_課題の内容_
重複文字を削除するSQLの記事から、「select x.word_key, x.word_txt」で始まり「解けたけど、エレガントじゃなさすぎる…。」まで続く部分を一字一句違えずに引用せよ。

文字列中の重複する文字を削除する - ミックのブログ

もろに手続き型で解いてみた。

with recursive temp (word_key, idx, word_txt) as
(
  select word_key, 1 as idx, cast(substring(word_txt from 1 for 1) as varchar(25))  as word_txt
  from WordList
  union all
  select temp.word_key, temp.idx + 1 as idx,
    case
      when position(substring(w.word_txt from temp.idx + 1 for 1) in w.word_txt)  =  temp.idx+1
        then temp.word_txt || substring(w.word_txt from temp.idx + 1 for 1)
      else temp.word_txt end as word_txt
  from WordList w, temp
  where w.word_key = temp.word_key
    and CHARACTER_LENGTH(w.word_txt) > temp.idx
)
select x.word_key, x.word_txt
from temp x join (select word_key, max(idx) as max_idx from temp group by word_key) as y
  on x.word_key = y.word_key and x.idx = y.max_idx
order by x.word_key

解けたけど、エレガントじゃなさすぎる…。

2008-08-16T01:00:00+9:00追記
MAX使わなくて良い様にフラグにしてみた。

WITH RECURSIVE temp (word_key, idx, word_txt, end_flag) AS
(
  SELECT
    word_key,
    1 AS idx,
    CAST(SUBSTRING(word_txt FROM 1 FOR 1) AS VARCHAR(25)) AS word_txt,
    0 AS end_flag
  FROM
    WordList
  UNION ALL
  SELECT
    temp.word_key,
    temp.idx + 1 AS idx,
    CASE
      WHEN POSITION(SUBSTRING(w.word_txt FROM temp.idx + 1 FOR 1) IN w.word_txt) = temp.idx + 1
        THEN temp.word_txt || SUBSTRING(w.word_txt FROM temp.idx + 1 FOR 1)
      ELSE temp.word_txt END AS word_txt,
    CASE temp.idx + 1
      WHEN CHARACTER_LENGTH(w.word_txt) THEN 1
      ELSE 0 END AS end_flag
  FROM
    WordList w,
    temp
  WHERE
    w.word_key = temp.word_key
    AND CHARACTER_LENGTH(w.word_txt) > temp.idx
)
SELECT
  word_key,
  word_txt
FROM
  temp
WHERE
  end_flag = 1
ORDER BY
  word_key

_収集したデータ項目_
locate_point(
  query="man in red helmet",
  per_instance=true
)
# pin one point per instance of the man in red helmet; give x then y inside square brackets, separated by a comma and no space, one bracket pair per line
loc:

_解答_
select x.word_key, x.word_txt
from temp x join (select word_key, max(idx) as max_idx from temp group by word_key) as y
  on x.word_key = y.word_key and x.idx = y.max_idx
order by x.word_key

解けたけど、エレガントじゃなさすぎる…。